◆ Extrait choisi
Le triumvirat de la montagne offre au poète trois caractères profondément distincts. Robespierre, dont le nom reste attaché au régime de la terreur ; Danton, dont le nom rappelle à toutes les mémoires les journées de septembre ; Marat, qui se disait l’ami du peuple et qui a demandé, qui a obtenu tant de têtes, réunis pour le triomphe de la révolution, étaient fatalement condamnés à s’entre-détruire, car chacune de ces trois natures devait se défier des deux autres. Robespierre, dévoré de la soif du pouvoir, poursuivait froidement, mais avec une persévérance infatigable, avec une obstination que rien ne pouvait décourager, le but marqué d’avance dans ses desseins. Calme et prudent, profitant habilement des fautes commises par ses adversaires, il n’allait pas volontiers au-devant du danger ; affrontant, méritant parfois le reproche de lâcheté, il dédaignait de répondre aux accusations qui ne compromettaient pas l’accomplissement de sa volonté. C’est peut-être la figure la plus terrible de cette époque orageuse, et cependant Robespierre a connu la plus douce des passions humaines. La richesse n’attirait pas cette ame singulière ; s’il abat les vieilles institutions, s’il proscrit les grands, ce n’est pas pour se loger dans les palais déserts. Non, il veut régner, il veut tenir la France dans sa main. La douceur même de ses mœurs ajoute à l’effroi qu’il inspire. Il y a dans toute sa conduite un si parfait désintéressement, ses ennemis eux-mêmes sont tellement convaincus qu’il ne garde rien pour lui de la dépouille des victimes, tous ses discours sont dictés par une logique tellement inflexible, que la sérénité de son intelligence au milieu de l’orage lui donne une sinistre grandeur.

◆ Défi A
Indiquez combien de lignes de la liste ci-dessous contiennent la chaîne « path », en respectant la casse. Donnez uniquement ce nombre.

◆ Matériel fourni
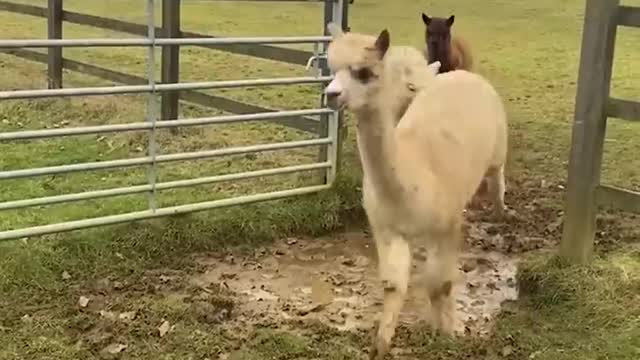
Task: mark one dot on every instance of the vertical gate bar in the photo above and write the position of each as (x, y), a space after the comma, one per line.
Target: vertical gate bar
(54, 54)
(323, 128)
(341, 128)
(152, 103)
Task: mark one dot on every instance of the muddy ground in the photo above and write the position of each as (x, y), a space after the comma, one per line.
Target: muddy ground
(332, 279)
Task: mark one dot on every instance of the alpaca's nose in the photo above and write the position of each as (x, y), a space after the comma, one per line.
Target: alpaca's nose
(333, 90)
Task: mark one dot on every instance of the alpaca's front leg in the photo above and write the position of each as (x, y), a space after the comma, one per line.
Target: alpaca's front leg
(496, 189)
(394, 257)
(441, 270)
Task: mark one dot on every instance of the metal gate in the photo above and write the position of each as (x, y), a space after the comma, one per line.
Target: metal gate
(335, 10)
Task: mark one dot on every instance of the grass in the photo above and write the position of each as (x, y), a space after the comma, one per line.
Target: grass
(530, 52)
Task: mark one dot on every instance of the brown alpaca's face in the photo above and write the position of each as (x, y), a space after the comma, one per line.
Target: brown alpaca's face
(356, 62)
(438, 30)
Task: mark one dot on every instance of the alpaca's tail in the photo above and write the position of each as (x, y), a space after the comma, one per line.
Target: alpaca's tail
(461, 54)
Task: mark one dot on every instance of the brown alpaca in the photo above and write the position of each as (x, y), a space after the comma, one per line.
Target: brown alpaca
(452, 52)
(418, 175)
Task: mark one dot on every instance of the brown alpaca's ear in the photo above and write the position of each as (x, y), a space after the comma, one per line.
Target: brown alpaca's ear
(425, 19)
(382, 43)
(450, 20)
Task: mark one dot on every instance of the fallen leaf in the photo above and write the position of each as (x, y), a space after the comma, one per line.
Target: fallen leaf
(310, 308)
(83, 301)
(127, 316)
(108, 314)
(114, 349)
(507, 350)
(321, 292)
(164, 328)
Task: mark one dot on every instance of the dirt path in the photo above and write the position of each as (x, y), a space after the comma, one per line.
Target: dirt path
(334, 280)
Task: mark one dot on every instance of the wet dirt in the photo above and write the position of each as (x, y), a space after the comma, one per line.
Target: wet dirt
(334, 281)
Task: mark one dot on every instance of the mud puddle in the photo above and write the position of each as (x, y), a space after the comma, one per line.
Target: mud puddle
(335, 281)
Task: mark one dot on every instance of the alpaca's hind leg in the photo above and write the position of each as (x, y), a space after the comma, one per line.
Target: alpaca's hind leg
(496, 188)
(441, 273)
(394, 259)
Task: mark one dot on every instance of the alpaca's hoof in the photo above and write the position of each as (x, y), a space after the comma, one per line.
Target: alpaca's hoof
(379, 350)
(379, 346)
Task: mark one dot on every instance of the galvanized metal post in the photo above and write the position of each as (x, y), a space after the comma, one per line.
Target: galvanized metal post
(170, 58)
(54, 54)
(152, 102)
(333, 12)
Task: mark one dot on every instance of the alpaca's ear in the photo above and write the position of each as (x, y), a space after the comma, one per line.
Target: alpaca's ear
(334, 30)
(450, 20)
(425, 19)
(382, 43)
(435, 67)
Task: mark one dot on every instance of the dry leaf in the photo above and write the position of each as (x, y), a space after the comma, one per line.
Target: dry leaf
(108, 314)
(83, 301)
(114, 349)
(127, 316)
(164, 328)
(321, 292)
(507, 350)
(26, 319)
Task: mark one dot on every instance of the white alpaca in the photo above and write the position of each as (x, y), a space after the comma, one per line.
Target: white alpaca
(418, 175)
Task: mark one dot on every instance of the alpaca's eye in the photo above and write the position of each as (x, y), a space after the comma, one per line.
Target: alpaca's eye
(362, 75)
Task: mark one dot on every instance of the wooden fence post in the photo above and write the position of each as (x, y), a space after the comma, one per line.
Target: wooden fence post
(594, 79)
(54, 31)
(170, 58)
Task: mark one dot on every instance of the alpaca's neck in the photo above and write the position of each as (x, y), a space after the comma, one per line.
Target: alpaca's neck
(441, 51)
(378, 150)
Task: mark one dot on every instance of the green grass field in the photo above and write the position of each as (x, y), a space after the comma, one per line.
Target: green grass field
(528, 49)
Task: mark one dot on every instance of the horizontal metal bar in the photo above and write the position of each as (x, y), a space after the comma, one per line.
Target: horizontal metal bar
(88, 130)
(150, 214)
(138, 189)
(69, 43)
(112, 164)
(629, 16)
(304, 123)
(623, 109)
(287, 55)
(620, 199)
(136, 89)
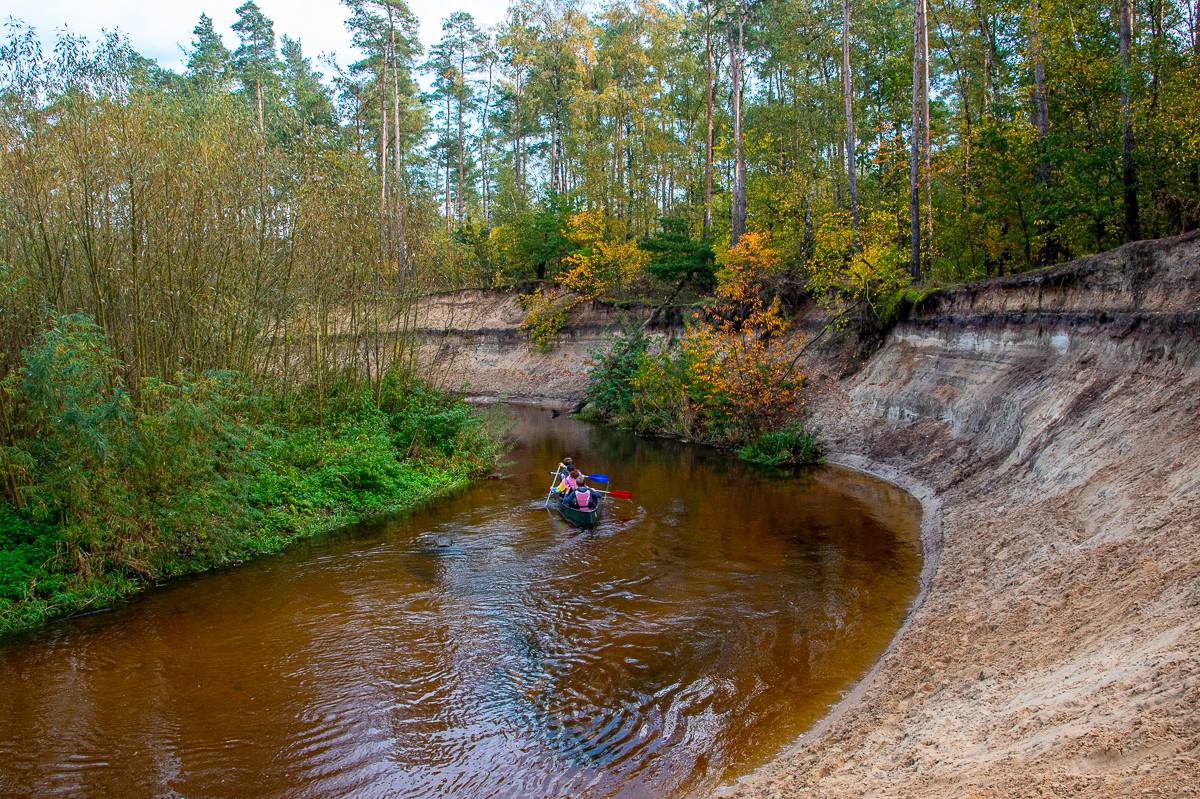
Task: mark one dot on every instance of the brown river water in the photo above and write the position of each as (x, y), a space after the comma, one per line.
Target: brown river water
(483, 647)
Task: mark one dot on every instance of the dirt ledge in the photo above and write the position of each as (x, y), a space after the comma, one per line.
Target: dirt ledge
(1054, 418)
(1057, 648)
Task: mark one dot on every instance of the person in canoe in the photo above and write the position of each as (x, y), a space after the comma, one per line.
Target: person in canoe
(568, 482)
(582, 498)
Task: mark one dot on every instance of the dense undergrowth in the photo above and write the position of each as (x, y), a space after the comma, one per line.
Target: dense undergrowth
(732, 380)
(107, 494)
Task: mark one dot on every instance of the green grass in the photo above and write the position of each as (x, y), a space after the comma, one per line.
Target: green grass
(113, 494)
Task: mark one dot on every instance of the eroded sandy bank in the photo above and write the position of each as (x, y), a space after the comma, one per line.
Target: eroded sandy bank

◆ Défi B
Répondez brièvement aux questions suivantes à partir de l'extrait ci-dessus :
(i) À quel régime le nom de Robespierre reste-t-il attaché ?
(ii) Lequel des trois hommes se disait l'ami du peuple ?
(iii) Qu'est-ce qui n'attirait pas l'âme de Robespierre ?

◆ Réponse finale A
2

◆ Réponse finale B
(i) Au régime de la terreur.
(ii) Marat.
(iii) La richesse.